◆ **Written instruction a**
Retype the text on the alternating series sum in full, character for character, including every formula.

Consider the following sum for positive integers $a$ and $b$
$$\sum_{n = 0}^\infty \frac{(-1)^n}{an + b}. $$
What is the closed form of this sum? Solutions, partial progress, and suggestions appreciated.
Note: The original problem asks for $a = 8, b = 3$, though we haven't solved this case yet.
Things my friends and I tried: For the case $a = 8, b = 3$, it is equivalent to $\int_0^1 \frac{x^2}{1 + x^8} \, dx$, not much progress here. Next, we tried writing $f(x) = \sum \frac{x^n}{an+b}$ or $f(x) = \sum \frac{\cos(nx)}{an + b}$ and writing differential equations.
$$\sum_{n = 0}^\infty \frac{(-1)^n}{a\,n + b}=\frac 1 a\,\Phi \left(-1,1,\frac{b}{a}\right)$$ where appears the Lerch transcendent function.

◆ **Listed entries**

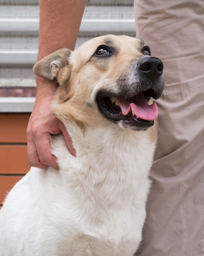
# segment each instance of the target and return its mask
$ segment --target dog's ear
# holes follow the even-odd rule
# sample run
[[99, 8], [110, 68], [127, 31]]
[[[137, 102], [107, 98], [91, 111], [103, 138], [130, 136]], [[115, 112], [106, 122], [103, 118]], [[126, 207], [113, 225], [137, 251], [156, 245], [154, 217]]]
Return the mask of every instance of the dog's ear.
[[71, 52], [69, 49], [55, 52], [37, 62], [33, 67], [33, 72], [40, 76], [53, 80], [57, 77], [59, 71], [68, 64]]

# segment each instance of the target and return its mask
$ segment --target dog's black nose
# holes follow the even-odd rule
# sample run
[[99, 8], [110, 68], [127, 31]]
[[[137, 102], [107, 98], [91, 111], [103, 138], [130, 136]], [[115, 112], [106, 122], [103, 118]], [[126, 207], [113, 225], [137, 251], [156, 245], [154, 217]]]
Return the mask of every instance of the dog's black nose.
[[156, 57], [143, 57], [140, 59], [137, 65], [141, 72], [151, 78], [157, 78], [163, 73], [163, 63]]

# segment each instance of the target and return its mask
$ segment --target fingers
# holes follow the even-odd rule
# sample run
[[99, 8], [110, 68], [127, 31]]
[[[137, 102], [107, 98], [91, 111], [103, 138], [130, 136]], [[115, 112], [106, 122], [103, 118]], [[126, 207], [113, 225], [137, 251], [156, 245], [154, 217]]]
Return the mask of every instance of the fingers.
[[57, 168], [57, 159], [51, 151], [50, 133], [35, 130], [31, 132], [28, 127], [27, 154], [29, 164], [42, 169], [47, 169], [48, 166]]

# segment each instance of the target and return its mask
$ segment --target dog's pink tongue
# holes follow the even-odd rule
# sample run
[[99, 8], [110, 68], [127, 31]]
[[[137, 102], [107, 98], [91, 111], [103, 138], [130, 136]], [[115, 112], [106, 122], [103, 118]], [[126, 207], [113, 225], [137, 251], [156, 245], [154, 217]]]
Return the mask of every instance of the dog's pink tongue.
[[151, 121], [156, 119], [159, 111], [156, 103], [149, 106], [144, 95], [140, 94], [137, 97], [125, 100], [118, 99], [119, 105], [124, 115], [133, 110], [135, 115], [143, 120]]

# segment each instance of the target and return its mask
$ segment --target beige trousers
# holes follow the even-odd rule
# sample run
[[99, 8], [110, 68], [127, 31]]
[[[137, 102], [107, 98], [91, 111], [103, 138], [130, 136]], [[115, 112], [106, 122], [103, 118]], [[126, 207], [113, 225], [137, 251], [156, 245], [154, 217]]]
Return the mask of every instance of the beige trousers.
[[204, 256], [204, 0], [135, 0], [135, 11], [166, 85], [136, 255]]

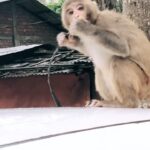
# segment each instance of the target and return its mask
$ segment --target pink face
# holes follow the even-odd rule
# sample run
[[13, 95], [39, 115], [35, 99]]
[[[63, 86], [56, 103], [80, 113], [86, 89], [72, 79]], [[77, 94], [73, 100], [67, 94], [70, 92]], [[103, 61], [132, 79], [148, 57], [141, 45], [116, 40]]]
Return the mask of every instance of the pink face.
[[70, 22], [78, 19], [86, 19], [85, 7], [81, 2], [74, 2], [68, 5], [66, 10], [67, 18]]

◆ **Written instruction b**
Extract every line of the records that contains the word "nose". Case counts.

◆ **Full solution a**
Consider the following sum for positive integers $a$ and $b$
$$\sum_{n = 0}^\infty \frac{(-1)^n}{an + b}. $$
What is the closed form of this sum? Solutions, partial progress, and suggestions appreciated.
Note: The original problem asks for $a = 8, b = 3$, though we haven't solved this case yet.
Things my friends and I tried: For the case $a = 8, b = 3$, it is equivalent to $\int_0^1 \frac{x^2}{1 + x^8} \, dx$, not much progress here. Next, we tried writing $f(x) = \sum \frac{x^n}{an+b}$ or $f(x) = \sum \frac{\cos(nx)}{an + b}$ and writing differential equations.
$$\sum_{n = 0}^\infty \frac{(-1)^n}{a\,n + b}=\frac 1 a\,\Phi \left(-1,1,\frac{b}{a}\right)$$ where appears the Lerch transcendent function.

◆ **Full solution b**
$ segment --target dog's black nose
Return the mask of every instance of the dog's black nose.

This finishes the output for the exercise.